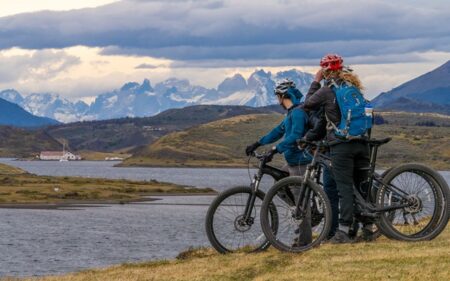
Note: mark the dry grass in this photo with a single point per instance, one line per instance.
(17, 186)
(381, 260)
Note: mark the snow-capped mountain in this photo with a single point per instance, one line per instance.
(137, 100)
(48, 105)
(11, 96)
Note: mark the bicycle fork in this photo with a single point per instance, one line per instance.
(251, 199)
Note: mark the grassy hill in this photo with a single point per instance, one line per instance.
(380, 260)
(216, 144)
(222, 143)
(129, 133)
(15, 142)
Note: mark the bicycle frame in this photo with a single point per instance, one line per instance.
(313, 172)
(263, 169)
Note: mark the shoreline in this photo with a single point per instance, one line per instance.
(74, 204)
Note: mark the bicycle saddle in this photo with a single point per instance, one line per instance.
(379, 142)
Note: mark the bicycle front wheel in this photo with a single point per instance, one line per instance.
(297, 231)
(426, 194)
(226, 226)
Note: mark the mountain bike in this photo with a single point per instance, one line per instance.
(232, 221)
(409, 203)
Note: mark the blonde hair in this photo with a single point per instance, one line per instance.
(346, 76)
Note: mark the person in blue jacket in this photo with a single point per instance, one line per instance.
(292, 128)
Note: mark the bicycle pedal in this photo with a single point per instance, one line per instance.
(370, 215)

┄┄┄┄┄┄

> WHAT IS REQUIRED:
Lay out the entries from the line containing "Note: mark the snow-capped" through the last entry as a two-column CSV with the header "instruction" and "points", one row per entry. Put each entry's text and its answer in separate quoted fields, with line breaks replaced by spaces.

> RESULT:
instruction,points
"Note: mark the snow-capped mountain in this photo with a single point per instance, one line per instance.","(137, 100) (48, 105) (11, 96)"
"Note: mark the bicycle fork in this photo with a single point per instance, one line per instance.","(251, 199)"
"Note: mark the grassy hill in this photo with a single point per instance, one line per instance.","(380, 260) (216, 144) (222, 143) (129, 133) (15, 142)"
"Note: mark the bicycle frame in this photo with a single point per instance, one line per instance.","(313, 172) (263, 169)"
"Note: mark the shoreline in this photo with a single point per instance, one line per instance.","(74, 204)"
"Note: mark the bicycle saddle in this photo with a single point per instance, one line per instance.","(379, 142)"
"Note: mark the bicycle front wheel in this photo with a single point per instance, one line per instance.","(297, 231) (426, 194) (226, 226)"
"Note: mark the mountain bike in this photo with a single point per instance, one line per instance.","(232, 221) (409, 203)"
"Note: mark the blonde hair in this photo with a single point per instance, one line per instance.","(346, 76)"
"Note: mark the person in blue jacket in this photo with a single point per instance, one line per instance.","(292, 128)"
"Note: mark the bicycle pedal in this photo with a single point per instance, one line per instance.","(370, 215)"